Requirement: Return every line in the entries below that contains the word "wearing", matching its case exactly.

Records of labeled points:
■ ■ ■ ■ ■ ■ ■

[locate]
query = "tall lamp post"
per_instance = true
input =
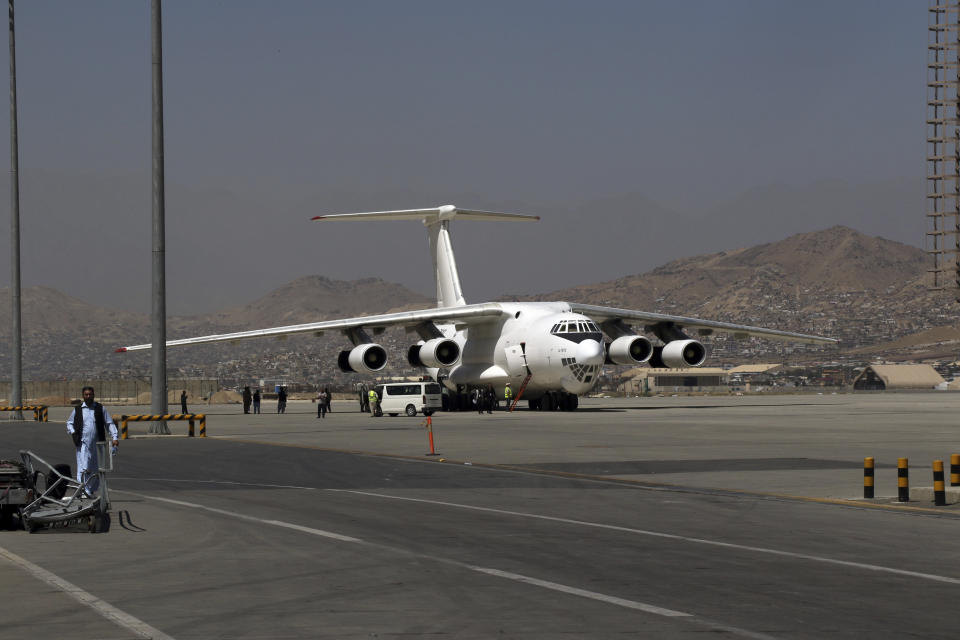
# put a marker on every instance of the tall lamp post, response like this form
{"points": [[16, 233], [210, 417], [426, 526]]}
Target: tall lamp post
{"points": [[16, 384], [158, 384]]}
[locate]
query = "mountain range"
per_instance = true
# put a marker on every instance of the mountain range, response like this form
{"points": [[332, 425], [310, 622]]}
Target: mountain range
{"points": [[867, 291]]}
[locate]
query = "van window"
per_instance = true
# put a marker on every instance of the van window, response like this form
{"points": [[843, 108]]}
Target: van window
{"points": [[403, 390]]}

■ ■ ■ ■ ■ ■ ■

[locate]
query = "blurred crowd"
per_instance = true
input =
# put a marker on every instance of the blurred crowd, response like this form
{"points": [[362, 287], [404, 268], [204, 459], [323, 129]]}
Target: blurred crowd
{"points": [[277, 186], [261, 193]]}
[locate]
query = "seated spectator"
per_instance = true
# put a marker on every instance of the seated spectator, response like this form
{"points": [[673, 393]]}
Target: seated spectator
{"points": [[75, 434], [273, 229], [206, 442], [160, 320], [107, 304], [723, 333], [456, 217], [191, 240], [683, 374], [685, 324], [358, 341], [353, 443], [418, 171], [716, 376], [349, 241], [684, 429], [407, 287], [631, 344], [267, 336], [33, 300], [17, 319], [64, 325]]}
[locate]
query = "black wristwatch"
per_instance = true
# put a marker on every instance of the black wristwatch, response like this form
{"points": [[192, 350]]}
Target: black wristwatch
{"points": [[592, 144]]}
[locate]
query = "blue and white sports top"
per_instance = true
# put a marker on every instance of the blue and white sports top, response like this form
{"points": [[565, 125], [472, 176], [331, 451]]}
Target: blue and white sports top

■ ■ ■ ■ ■ ■ ■

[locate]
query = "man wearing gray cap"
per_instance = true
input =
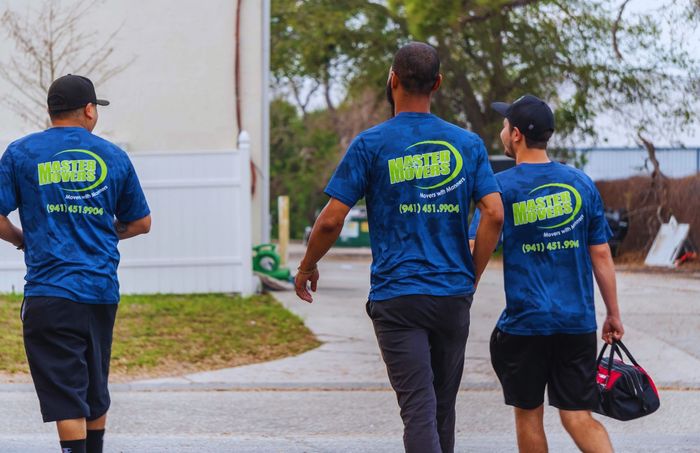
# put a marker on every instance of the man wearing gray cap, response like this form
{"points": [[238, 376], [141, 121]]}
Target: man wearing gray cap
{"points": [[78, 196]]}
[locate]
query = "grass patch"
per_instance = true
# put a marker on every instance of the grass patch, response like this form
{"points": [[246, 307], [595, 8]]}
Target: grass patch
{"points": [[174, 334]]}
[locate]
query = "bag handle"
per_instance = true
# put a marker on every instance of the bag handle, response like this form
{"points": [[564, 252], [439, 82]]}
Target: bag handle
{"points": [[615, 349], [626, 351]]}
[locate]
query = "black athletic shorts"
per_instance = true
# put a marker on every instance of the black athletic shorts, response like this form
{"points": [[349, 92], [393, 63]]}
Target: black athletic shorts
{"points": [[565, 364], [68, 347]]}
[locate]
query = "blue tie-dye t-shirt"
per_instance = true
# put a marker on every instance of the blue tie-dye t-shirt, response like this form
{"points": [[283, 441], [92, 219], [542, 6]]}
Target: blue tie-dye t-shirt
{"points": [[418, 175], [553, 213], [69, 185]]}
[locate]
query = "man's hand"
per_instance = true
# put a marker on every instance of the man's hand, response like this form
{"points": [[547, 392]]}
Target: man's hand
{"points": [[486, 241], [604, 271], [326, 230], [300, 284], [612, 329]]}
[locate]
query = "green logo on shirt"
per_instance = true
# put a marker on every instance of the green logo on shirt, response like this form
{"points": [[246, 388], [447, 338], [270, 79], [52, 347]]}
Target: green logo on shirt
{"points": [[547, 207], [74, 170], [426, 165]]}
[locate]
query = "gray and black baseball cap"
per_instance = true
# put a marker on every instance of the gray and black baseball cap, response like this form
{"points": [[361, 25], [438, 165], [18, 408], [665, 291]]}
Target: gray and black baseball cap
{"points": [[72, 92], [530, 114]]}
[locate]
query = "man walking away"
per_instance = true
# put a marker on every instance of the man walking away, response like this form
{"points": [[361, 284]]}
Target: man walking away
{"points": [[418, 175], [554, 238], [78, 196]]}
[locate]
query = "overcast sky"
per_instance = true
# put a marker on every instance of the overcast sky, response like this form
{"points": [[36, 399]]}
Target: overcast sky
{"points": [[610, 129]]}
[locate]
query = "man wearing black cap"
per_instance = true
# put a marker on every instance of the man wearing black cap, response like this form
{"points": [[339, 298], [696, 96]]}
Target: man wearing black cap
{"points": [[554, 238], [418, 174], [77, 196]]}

■ ■ ■ ■ ■ ■ ■

Finished exercise:
query = "man wearing gray cap"
# put a marker on every instance of the man wearing gray cap, response like this form
Target: man wearing gray cap
query = "man wearing black cap"
# put a marker on every instance of the man wearing black cap, response like this form
Target: man wearing black cap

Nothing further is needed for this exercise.